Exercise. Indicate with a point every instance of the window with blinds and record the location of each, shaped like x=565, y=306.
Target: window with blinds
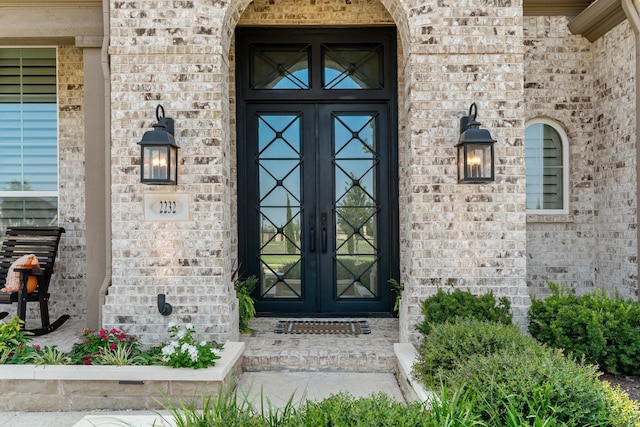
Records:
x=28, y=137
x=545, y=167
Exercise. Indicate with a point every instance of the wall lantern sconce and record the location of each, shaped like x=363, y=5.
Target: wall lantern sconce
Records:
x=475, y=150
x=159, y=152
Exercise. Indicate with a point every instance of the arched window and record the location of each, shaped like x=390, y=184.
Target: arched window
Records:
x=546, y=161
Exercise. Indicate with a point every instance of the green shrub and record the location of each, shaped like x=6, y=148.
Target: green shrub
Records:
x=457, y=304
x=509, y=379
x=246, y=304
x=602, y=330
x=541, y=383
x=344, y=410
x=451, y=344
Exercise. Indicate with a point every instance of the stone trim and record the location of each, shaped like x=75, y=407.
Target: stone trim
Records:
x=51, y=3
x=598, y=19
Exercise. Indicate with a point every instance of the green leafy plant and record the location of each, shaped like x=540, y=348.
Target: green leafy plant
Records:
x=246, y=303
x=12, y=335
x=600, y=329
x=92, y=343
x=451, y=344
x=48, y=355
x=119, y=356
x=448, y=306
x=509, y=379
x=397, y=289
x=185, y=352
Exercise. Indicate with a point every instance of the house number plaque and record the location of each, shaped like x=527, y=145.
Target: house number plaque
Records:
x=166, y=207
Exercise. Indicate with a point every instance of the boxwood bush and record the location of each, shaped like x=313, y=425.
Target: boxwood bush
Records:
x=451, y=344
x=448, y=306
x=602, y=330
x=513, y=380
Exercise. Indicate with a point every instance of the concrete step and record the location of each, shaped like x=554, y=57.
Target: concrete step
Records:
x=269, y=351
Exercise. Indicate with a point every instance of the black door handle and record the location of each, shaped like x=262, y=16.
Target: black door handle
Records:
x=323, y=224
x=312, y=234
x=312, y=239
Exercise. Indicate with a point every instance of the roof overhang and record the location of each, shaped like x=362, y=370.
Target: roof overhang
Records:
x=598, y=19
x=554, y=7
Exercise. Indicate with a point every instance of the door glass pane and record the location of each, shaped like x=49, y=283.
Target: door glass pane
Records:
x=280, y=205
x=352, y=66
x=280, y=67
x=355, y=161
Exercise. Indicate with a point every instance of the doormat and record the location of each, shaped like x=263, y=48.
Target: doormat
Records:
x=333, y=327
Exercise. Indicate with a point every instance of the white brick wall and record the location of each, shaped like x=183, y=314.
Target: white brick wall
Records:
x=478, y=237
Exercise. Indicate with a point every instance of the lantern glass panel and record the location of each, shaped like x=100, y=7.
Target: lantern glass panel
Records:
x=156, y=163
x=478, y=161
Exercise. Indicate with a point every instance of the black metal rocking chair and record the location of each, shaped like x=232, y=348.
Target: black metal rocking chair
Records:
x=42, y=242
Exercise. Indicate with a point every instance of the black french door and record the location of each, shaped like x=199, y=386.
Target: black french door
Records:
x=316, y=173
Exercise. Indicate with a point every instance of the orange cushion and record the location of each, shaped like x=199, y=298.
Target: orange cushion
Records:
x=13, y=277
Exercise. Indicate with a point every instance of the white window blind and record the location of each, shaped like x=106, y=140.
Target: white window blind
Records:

——

Set task. Copy the records from their first line through the line containing "x=545, y=167", keeping the request lines and adding 57 to both the x and y values of every answer point, but not to the sample coordinates in the request. Leave the picture out of your copy.

Answer in full.
Exercise. Indicate with a point every instance of the window with blinds and record the location of each, shaped like x=565, y=306.
Target: window with blinds
Records:
x=85, y=194
x=602, y=224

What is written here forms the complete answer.